** START OF Entries provided **

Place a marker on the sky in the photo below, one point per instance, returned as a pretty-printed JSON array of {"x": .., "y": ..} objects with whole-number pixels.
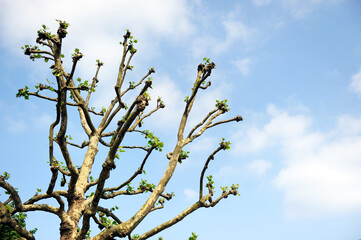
[{"x": 290, "y": 68}]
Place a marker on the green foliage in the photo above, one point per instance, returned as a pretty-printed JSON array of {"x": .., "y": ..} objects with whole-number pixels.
[
  {"x": 206, "y": 60},
  {"x": 183, "y": 155},
  {"x": 153, "y": 141},
  {"x": 6, "y": 175},
  {"x": 222, "y": 105},
  {"x": 63, "y": 24},
  {"x": 135, "y": 236},
  {"x": 24, "y": 92},
  {"x": 113, "y": 208},
  {"x": 193, "y": 237},
  {"x": 130, "y": 189},
  {"x": 210, "y": 181},
  {"x": 131, "y": 85},
  {"x": 6, "y": 232},
  {"x": 145, "y": 185},
  {"x": 226, "y": 145}
]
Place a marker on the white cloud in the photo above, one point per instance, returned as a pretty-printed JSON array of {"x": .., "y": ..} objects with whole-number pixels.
[
  {"x": 259, "y": 167},
  {"x": 259, "y": 3},
  {"x": 173, "y": 98},
  {"x": 190, "y": 194},
  {"x": 235, "y": 32},
  {"x": 356, "y": 83},
  {"x": 321, "y": 171},
  {"x": 243, "y": 65},
  {"x": 299, "y": 8}
]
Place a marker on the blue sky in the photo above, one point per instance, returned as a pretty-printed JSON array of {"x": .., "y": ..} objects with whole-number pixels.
[{"x": 291, "y": 68}]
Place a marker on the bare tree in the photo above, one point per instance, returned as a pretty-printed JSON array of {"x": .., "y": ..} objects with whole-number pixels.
[{"x": 75, "y": 207}]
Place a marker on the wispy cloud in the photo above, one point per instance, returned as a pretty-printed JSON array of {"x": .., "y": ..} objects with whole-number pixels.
[
  {"x": 355, "y": 85},
  {"x": 321, "y": 172},
  {"x": 236, "y": 33},
  {"x": 259, "y": 3}
]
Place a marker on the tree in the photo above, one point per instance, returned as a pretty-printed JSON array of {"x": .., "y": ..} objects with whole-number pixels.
[{"x": 76, "y": 207}]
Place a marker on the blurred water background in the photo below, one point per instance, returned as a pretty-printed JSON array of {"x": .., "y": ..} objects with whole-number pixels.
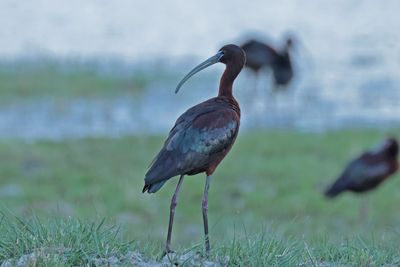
[{"x": 347, "y": 62}]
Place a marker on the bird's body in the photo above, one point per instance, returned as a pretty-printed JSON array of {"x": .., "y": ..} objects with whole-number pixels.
[
  {"x": 201, "y": 137},
  {"x": 260, "y": 55},
  {"x": 367, "y": 171}
]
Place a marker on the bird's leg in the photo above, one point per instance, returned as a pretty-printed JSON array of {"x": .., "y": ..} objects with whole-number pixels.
[
  {"x": 205, "y": 211},
  {"x": 364, "y": 209},
  {"x": 174, "y": 202}
]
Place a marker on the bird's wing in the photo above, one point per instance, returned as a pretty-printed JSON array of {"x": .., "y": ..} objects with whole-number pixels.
[
  {"x": 198, "y": 134},
  {"x": 364, "y": 171}
]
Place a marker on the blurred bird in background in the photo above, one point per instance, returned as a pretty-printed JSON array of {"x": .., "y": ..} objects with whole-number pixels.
[{"x": 367, "y": 171}]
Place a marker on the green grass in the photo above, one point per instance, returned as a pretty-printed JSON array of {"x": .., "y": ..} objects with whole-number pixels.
[
  {"x": 265, "y": 198},
  {"x": 68, "y": 79}
]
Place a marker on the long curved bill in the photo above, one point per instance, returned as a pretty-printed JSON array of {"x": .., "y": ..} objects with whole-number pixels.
[{"x": 211, "y": 61}]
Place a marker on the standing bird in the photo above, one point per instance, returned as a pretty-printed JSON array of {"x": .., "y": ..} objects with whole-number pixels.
[
  {"x": 201, "y": 137},
  {"x": 260, "y": 55},
  {"x": 367, "y": 171}
]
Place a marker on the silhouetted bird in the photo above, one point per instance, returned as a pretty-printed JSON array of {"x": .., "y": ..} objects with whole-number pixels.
[
  {"x": 201, "y": 137},
  {"x": 367, "y": 171},
  {"x": 260, "y": 55}
]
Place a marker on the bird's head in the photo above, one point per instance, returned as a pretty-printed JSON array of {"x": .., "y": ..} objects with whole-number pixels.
[{"x": 230, "y": 55}]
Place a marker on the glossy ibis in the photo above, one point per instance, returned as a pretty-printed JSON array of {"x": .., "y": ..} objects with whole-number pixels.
[
  {"x": 368, "y": 170},
  {"x": 201, "y": 137},
  {"x": 260, "y": 55}
]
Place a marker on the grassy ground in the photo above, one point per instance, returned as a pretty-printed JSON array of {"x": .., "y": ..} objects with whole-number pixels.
[
  {"x": 25, "y": 79},
  {"x": 265, "y": 198}
]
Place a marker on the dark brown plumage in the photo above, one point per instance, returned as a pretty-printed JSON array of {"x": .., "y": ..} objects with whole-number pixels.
[
  {"x": 367, "y": 171},
  {"x": 201, "y": 137},
  {"x": 260, "y": 55}
]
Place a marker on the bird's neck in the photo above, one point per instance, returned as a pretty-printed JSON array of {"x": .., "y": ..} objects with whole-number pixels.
[{"x": 227, "y": 79}]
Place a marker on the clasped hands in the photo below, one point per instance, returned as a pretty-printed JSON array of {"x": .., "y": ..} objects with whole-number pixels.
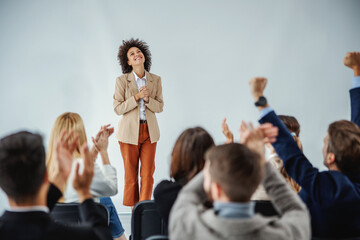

** END OF Entries provided **

▶ **Exercise details**:
Count the lines of the items above that contain the word "cloud" and give only that number.

▶ **Right answer**:
2